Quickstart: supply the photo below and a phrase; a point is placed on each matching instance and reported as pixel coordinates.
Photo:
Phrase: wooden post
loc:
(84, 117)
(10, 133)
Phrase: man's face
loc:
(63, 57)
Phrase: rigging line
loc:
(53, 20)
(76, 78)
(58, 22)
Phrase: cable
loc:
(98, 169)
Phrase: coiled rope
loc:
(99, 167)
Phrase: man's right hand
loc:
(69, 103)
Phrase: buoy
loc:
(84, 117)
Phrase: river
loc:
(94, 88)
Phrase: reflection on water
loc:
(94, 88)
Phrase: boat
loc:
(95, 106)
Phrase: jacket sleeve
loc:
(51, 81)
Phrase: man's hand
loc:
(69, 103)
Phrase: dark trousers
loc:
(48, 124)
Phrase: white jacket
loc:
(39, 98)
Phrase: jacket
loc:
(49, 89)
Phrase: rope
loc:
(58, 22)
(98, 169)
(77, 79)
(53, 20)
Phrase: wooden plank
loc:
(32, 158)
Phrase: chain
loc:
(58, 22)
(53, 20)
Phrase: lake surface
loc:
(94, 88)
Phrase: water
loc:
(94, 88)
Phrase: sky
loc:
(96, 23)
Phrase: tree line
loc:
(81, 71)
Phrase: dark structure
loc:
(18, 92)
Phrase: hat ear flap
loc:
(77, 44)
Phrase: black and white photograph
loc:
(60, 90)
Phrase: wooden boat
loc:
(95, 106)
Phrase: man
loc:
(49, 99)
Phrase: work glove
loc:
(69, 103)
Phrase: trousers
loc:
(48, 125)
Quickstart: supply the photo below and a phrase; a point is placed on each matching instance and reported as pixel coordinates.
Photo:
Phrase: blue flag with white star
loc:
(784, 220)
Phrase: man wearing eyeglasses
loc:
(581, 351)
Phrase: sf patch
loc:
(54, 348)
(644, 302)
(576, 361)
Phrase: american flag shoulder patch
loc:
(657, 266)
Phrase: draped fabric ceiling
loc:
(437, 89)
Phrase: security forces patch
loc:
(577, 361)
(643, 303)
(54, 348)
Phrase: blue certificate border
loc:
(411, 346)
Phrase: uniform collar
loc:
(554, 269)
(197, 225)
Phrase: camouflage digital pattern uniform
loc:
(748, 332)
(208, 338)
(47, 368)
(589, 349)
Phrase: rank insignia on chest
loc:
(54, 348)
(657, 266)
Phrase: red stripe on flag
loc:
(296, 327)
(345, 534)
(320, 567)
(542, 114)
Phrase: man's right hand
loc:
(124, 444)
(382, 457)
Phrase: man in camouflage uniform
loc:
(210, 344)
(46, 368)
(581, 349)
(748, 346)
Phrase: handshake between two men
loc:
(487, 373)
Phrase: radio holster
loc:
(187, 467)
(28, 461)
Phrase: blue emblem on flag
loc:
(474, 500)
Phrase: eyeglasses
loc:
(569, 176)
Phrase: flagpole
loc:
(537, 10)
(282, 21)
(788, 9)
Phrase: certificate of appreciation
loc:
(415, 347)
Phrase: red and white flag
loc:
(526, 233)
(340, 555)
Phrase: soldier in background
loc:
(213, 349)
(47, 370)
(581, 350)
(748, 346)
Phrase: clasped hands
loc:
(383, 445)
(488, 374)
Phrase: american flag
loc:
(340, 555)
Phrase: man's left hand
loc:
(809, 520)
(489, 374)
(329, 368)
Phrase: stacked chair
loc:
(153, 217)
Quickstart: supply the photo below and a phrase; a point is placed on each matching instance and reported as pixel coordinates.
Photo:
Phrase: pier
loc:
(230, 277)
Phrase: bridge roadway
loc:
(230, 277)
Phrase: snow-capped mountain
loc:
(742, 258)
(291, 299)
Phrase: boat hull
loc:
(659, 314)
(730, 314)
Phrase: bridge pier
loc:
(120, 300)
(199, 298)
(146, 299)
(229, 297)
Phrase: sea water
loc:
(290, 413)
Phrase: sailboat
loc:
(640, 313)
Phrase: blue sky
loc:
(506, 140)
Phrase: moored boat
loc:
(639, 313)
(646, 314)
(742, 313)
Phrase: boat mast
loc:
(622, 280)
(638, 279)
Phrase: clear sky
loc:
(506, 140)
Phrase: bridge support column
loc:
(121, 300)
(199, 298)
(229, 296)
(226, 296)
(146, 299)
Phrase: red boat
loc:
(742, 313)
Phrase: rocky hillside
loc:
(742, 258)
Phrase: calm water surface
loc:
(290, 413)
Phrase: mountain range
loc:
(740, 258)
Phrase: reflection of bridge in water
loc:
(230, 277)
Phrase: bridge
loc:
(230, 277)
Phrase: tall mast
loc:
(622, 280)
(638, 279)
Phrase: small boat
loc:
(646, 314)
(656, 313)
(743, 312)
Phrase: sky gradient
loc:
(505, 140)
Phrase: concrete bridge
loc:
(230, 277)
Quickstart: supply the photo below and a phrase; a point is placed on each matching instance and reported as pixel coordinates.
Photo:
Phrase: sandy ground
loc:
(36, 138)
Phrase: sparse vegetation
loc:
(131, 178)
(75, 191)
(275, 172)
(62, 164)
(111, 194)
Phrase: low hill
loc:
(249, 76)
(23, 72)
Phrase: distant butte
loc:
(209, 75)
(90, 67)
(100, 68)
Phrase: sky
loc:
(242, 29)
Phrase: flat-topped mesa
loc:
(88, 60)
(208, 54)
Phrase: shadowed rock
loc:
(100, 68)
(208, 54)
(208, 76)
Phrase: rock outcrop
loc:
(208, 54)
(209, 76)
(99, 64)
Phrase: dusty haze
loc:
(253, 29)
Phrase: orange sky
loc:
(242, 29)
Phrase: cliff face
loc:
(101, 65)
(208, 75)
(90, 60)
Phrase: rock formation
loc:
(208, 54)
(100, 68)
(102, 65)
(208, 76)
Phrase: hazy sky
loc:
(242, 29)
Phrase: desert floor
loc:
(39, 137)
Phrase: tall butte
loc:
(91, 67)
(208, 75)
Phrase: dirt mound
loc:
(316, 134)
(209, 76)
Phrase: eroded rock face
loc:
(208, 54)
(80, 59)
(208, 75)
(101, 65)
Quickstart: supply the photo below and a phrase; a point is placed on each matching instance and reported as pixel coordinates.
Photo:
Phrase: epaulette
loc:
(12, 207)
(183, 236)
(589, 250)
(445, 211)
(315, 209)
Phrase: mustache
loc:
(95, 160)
· · ·
Edit the listing above so that "Quickstart" becomes "Instructions" everywhere it appears, and leave everything else unchanged.

Instructions: supply the photo below and a phrase; a point is placed on each matching instance and reported as pixel coordinates.
Photo:
Phrase: wooden post
loc:
(84, 117)
(10, 133)
Phrase: man's face
loc:
(63, 57)
Phrase: rigging line
loc:
(53, 20)
(76, 78)
(58, 22)
Phrase: cable
loc:
(98, 169)
Phrase: coiled rope
loc:
(99, 167)
Phrase: man's right hand
loc:
(69, 103)
Phrase: buoy
loc:
(84, 117)
Phrase: river
loc:
(94, 88)
Phrase: reflection on water
loc:
(94, 88)
Phrase: boat
loc:
(95, 106)
Phrase: jacket sleeve
loc:
(51, 81)
Phrase: man's hand
loc:
(69, 103)
Phrase: dark trousers
loc:
(48, 124)
Phrase: white jacket
loc:
(39, 98)
Phrase: jacket
loc:
(49, 89)
Phrase: rope
loc:
(58, 22)
(98, 169)
(77, 79)
(53, 20)
Phrase: wooden plank
loc:
(32, 158)
Phrase: chain
loc:
(58, 22)
(53, 20)
Phrase: lake surface
loc:
(94, 88)
Phrase: water
loc:
(94, 88)
Phrase: sky
loc:
(96, 23)
Phrase: tree line
loc:
(81, 71)
Phrase: dark structure
loc:
(18, 92)
Phrase: hat ear flap
loc:
(77, 44)
Phrase: black and white photograph
loc:
(60, 90)
Phrase: wooden boat
loc:
(95, 106)
Phrase: man
loc:
(49, 99)
Phrase: work glove
loc:
(69, 103)
Phrase: trousers
loc:
(48, 125)
Instructions: supply the photo below and a phrase; a point is placed on each matching instance and reported as pixel coordinates.
Photo:
Phrase: blue flag with white star
loc:
(784, 220)
Phrase: man wearing eyeglasses
loc:
(581, 351)
Phrase: sf patch
loc:
(54, 348)
(644, 302)
(576, 361)
Phrase: american flag shoulder patch
loc:
(657, 266)
Phrase: draped fabric ceiling
loc:
(437, 89)
Phrase: security forces patch
loc:
(577, 361)
(643, 303)
(54, 348)
Phrase: blue certificate border
loc:
(411, 346)
Phrase: uniform collar
loc:
(554, 269)
(197, 225)
Phrase: camouflage digital pattern uniform
loc:
(748, 332)
(208, 338)
(47, 368)
(589, 349)
Phrase: rank insignia on chest
loc:
(54, 348)
(657, 266)
Phrase: red stripe on flag
loc:
(296, 327)
(345, 534)
(320, 567)
(542, 114)
Phrase: man's right hand
loc:
(124, 444)
(382, 457)
Phrase: man in camouflage uniform
loc:
(210, 344)
(46, 368)
(581, 349)
(748, 346)
Phrase: handshake between two men
loc:
(487, 373)
Phrase: radio holster
loc:
(187, 467)
(28, 461)
Phrase: blue emblem on flag
loc:
(474, 500)
Phrase: eyeglasses
loc:
(569, 176)
Phrase: flagpole
loc:
(537, 10)
(282, 21)
(788, 9)
Phrase: certificate of appreciation
loc:
(415, 347)
Phrase: red and white flag
loc:
(526, 233)
(340, 555)
Phrase: soldier in background
loc:
(213, 349)
(47, 370)
(581, 350)
(748, 346)
Phrase: clasped hands
loc:
(383, 445)
(488, 374)
Phrase: american flag
loc:
(340, 555)
Phrase: man's left hand
loc:
(809, 520)
(489, 374)
(329, 368)
Phrase: stacked chair
loc:
(153, 217)
Instructions: supply the photo below and a phrase; a point is placed on each matching instance and reported as pixel coordinates.
Photo:
Phrase: pier
loc:
(230, 277)
Phrase: bridge roadway
loc:
(230, 277)
Phrase: snow-capped mountain
loc:
(742, 258)
(291, 299)
Phrase: boat hull
loc:
(659, 314)
(730, 314)
Phrase: bridge pier
loc:
(120, 300)
(199, 298)
(146, 299)
(229, 297)
Phrase: sea water
loc:
(290, 413)
Phrase: sailboat
loc:
(640, 313)
Phrase: blue sky
loc:
(506, 140)
Phrase: moored boat
loc:
(639, 313)
(646, 314)
(742, 313)
Phrase: boat mast
loc:
(622, 280)
(638, 279)
Phrase: clear sky
loc:
(506, 140)
Phrase: bridge support column
loc:
(121, 300)
(199, 298)
(229, 296)
(226, 296)
(146, 299)
Phrase: red boat
loc:
(742, 313)
Phrase: rocky hillside
loc:
(742, 258)
Phrase: calm water surface
loc:
(290, 413)
Phrase: mountain range
loc:
(740, 258)
Phrase: reflection of bridge in water
loc:
(230, 277)
Phrase: bridge
loc:
(230, 277)
Phrase: tall mast
loc:
(622, 280)
(638, 279)
Phrase: small boat
loc:
(646, 314)
(656, 313)
(743, 312)
Phrase: sky gradient
loc:
(505, 140)
Phrase: concrete bridge
loc:
(230, 277)
Instructions: supply the photo below and a phrase; a point is placed on each matching instance and reported as pixel coordinates.
Photo:
Phrase: sandy ground
loc:
(36, 138)
Phrase: sparse vegetation
loc:
(131, 178)
(75, 191)
(275, 172)
(62, 164)
(111, 194)
Phrase: low hill
loc:
(249, 76)
(23, 72)
Phrase: distant butte
loc:
(209, 75)
(90, 67)
(100, 68)
Phrase: sky
loc:
(242, 29)
Phrase: flat-topped mesa
loc:
(88, 60)
(208, 54)
Phrase: shadowed rock
loc:
(100, 68)
(208, 54)
(208, 76)
Phrase: rock outcrop
loc:
(208, 54)
(209, 76)
(99, 64)
Phrase: dusty haze
loc:
(253, 29)
Phrase: orange sky
loc:
(242, 29)
Phrase: cliff face
loc:
(101, 65)
(208, 75)
(90, 60)
Phrase: rock formation
loc:
(208, 54)
(100, 68)
(102, 65)
(208, 76)
Phrase: hazy sky
loc:
(242, 29)
Phrase: desert floor
loc:
(39, 137)
Phrase: tall butte
loc:
(91, 67)
(208, 75)
Phrase: dirt mound
loc:
(316, 134)
(209, 76)
Phrase: eroded rock face
loc:
(208, 54)
(80, 59)
(208, 75)
(101, 65)
Instructions: supply the photo below and a phrase; a point is placed on each matching instance and reported as pixel coordinates.
Photo:
Phrase: epaulette
loc:
(12, 207)
(183, 236)
(589, 250)
(445, 211)
(315, 209)
Phrase: mustache
loc:
(95, 160)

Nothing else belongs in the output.